Reproduce only the items from the line containing "Target — ceiling." through the end of the items, requests included. Scale every coordinate in the answers by 2.2, rounding each to a whole number with halves rounded up.

Coordinate annotation entries:
- - - - - - -

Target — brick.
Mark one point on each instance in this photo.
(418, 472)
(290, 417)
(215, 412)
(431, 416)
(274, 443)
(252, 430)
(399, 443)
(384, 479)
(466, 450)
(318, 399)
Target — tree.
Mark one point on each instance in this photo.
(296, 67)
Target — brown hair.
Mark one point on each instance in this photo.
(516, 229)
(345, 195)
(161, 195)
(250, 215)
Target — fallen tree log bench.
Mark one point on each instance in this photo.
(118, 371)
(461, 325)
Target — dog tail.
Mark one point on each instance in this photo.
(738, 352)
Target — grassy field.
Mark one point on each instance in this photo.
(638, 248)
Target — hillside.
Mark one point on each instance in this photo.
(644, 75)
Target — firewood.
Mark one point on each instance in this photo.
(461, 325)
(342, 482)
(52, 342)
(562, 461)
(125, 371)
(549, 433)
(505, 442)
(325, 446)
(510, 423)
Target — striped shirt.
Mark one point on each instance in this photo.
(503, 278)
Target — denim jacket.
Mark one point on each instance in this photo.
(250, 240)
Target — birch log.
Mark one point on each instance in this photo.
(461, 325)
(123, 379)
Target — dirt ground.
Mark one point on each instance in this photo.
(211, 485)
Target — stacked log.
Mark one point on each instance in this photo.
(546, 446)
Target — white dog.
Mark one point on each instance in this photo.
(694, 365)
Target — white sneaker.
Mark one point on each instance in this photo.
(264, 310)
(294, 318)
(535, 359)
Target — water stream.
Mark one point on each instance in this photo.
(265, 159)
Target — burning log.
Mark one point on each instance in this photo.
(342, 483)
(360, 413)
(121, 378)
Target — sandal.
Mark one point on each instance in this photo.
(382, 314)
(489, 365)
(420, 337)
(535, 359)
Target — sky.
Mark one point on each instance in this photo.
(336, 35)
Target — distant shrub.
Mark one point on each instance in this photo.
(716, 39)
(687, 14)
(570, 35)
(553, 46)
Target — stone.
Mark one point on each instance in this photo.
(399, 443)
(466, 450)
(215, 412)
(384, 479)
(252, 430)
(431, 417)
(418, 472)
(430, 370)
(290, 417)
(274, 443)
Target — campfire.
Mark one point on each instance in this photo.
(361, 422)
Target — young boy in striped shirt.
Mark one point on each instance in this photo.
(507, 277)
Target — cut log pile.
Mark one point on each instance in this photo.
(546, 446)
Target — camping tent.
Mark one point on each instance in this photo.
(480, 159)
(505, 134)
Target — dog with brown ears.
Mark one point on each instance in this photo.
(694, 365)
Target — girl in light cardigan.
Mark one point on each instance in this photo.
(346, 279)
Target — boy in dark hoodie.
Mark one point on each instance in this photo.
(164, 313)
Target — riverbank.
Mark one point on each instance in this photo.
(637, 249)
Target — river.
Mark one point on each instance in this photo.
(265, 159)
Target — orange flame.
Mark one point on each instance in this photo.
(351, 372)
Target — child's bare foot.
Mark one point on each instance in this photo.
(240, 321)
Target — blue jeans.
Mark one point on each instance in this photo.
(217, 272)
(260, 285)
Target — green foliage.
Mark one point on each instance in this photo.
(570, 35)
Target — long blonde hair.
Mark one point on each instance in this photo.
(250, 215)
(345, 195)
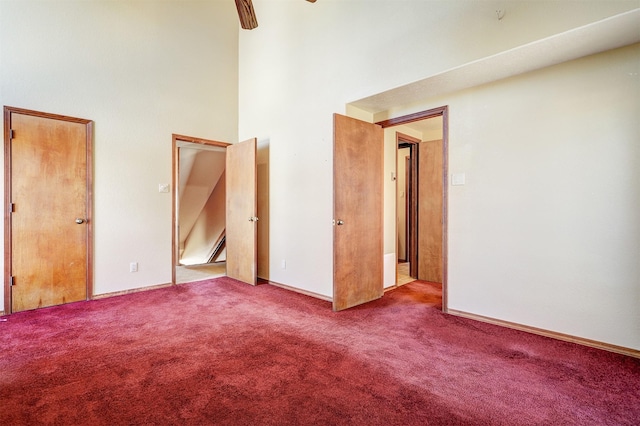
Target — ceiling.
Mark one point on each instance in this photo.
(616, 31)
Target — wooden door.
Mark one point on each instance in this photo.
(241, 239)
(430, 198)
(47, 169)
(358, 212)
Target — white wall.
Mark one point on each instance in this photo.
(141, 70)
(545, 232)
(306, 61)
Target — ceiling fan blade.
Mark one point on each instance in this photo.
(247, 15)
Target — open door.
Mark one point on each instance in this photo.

- - - - - - -

» EXERCISE RESULT:
Target — ceiling.
Mark one point on each instance in this photo.
(1355, 68)
Target — wooden door.
Mark one point on each instance in this photo.
(530, 526)
(946, 436)
(103, 372)
(788, 466)
Target — white wall.
Mark one point on each instance in this photo.
(310, 154)
(1199, 510)
(673, 134)
Target — ceiling fan blade.
Mark one point on each instance in this photo.
(543, 33)
Target — open door.
Mark one point on each instance in this photo.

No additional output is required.